Input
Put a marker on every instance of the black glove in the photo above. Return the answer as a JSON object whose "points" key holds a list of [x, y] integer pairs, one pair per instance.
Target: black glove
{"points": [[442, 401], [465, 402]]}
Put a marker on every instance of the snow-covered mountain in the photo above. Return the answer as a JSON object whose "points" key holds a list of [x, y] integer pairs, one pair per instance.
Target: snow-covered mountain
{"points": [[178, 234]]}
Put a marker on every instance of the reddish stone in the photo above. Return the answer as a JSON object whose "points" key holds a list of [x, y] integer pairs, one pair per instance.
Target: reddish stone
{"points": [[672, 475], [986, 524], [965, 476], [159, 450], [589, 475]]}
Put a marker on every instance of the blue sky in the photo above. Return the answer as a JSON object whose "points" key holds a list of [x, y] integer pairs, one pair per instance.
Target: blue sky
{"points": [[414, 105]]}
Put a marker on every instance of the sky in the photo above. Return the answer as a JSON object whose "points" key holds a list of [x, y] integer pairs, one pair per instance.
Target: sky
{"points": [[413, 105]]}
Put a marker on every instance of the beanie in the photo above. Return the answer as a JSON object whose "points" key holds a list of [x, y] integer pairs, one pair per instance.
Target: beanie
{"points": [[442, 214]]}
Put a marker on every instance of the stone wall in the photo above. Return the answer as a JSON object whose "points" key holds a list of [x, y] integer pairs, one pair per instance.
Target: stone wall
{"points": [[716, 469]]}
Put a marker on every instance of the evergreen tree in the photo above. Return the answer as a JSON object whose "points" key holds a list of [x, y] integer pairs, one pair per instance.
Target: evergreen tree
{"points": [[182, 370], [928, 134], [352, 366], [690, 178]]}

---

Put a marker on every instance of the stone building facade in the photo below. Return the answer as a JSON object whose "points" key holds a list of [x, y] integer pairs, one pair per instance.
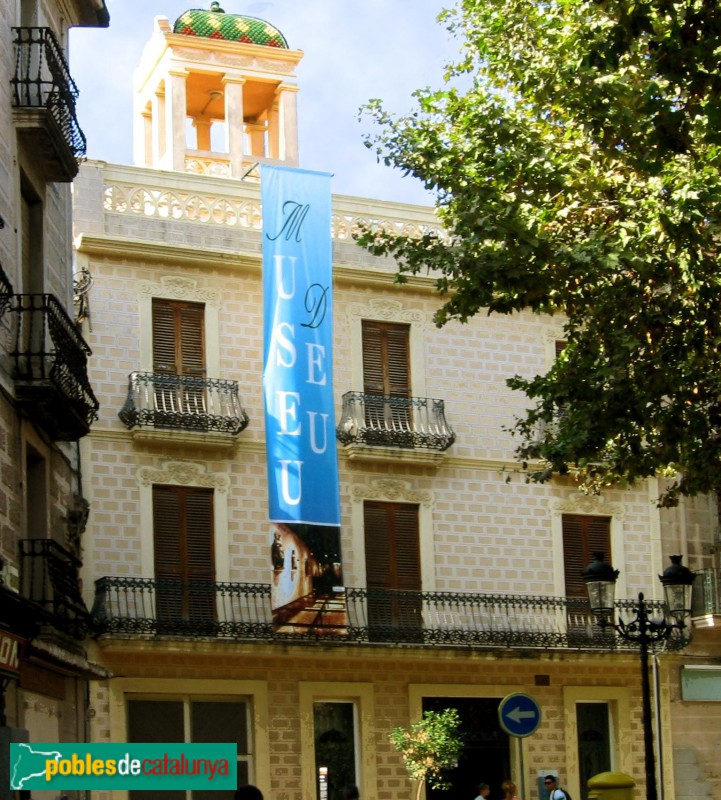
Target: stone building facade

Instructions to follow
For every line in the listing above that contains "facade", copy that line.

Answer to the problem
Put a marker on every instance of the stone building facade in the photo below. Return the answer as a JSON object whose "points" key holds a list of [x, y] integer pairs, one pair per instance.
Target: stone building facade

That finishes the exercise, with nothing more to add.